Many people who have pets such as dogs consider them to be part of their families – even to the point of calling the pet a son or daughter. When dogs get old, they begin to exhibit the same symptoms people do – rheumatism, creaky joints, myopia, and osteoporosis. People, to “put them out of their misery,” euthanize these animals so that they do not have to suffer through these diseases. This is completely lawful – it does not stray into “murder” or “animal cruelty,” although the animal may have wanted to continue living.
Consider this. Early in August, John Wise walked into the Akron General Medical Center in Akron, Ohio and shot his wife, who had suffered a triple aneurism, in the head. They had had an agreement that they would not live out their lives bedridden and in fact would not let each other suffer. This was what caused Wise to shoot his wife – an agreement that they would “put them out of their miseries” when they were going to live out the rest of their lives bedridden, which was exactly what happened to Barbara Wise, John Wise’s wife. However, this caused a storm of controversy over the action – was it a mercy killing or murder?
What is a mercy killing? Merriam-Webster.com defines it as “the act or practice of killing or permitting the death of hopelessly sick or injured individuals (as persons or domestic animals) in a relatively painless way for reasons of mercy.” Similarly, it defines mercy as “lenient or compassionate treatment.”

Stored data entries
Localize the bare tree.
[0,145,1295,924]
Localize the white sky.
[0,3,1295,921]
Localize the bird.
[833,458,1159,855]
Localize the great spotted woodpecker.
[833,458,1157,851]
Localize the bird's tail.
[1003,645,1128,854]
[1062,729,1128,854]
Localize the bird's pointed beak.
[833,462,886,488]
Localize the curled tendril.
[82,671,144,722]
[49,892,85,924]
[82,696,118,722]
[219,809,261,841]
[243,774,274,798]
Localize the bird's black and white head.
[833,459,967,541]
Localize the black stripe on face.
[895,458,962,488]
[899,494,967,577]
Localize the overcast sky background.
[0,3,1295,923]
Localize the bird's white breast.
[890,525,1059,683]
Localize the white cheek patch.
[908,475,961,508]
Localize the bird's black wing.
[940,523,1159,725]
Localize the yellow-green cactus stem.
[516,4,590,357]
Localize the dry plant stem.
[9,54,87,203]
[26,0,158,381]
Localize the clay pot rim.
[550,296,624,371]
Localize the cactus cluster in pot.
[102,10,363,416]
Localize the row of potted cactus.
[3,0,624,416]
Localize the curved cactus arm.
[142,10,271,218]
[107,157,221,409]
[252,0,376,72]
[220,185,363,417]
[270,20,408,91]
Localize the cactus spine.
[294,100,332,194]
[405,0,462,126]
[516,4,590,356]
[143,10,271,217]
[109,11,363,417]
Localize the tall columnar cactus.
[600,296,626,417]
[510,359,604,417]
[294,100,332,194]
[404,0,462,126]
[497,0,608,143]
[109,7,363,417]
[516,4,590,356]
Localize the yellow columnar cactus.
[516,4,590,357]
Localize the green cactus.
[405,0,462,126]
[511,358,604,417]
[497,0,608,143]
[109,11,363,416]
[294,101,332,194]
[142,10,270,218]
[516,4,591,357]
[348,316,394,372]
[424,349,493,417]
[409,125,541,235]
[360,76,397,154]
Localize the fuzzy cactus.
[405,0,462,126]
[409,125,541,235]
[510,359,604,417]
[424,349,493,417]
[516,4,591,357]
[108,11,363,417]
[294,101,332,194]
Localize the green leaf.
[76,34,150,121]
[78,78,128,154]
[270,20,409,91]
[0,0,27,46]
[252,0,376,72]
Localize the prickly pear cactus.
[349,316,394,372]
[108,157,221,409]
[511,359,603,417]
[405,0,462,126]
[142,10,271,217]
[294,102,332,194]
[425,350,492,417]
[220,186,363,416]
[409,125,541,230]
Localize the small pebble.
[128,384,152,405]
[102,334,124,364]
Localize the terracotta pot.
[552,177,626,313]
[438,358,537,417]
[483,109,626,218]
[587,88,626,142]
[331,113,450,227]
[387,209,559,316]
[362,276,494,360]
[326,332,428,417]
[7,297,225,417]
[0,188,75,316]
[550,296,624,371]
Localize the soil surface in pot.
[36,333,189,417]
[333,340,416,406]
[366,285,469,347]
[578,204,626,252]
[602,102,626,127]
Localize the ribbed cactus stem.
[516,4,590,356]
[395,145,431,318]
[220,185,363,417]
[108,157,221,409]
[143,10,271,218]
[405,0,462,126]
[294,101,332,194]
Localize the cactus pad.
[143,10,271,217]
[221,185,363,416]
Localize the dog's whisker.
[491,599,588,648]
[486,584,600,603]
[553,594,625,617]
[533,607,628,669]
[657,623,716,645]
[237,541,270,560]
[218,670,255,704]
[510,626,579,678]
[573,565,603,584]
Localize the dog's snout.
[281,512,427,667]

**Work order:**
In the essay on mercy killing, where was John Wise when he shot his wife? None of these lines are needed.

**Written solution:**
At the Akron General Medical Center in Akron, Ohio.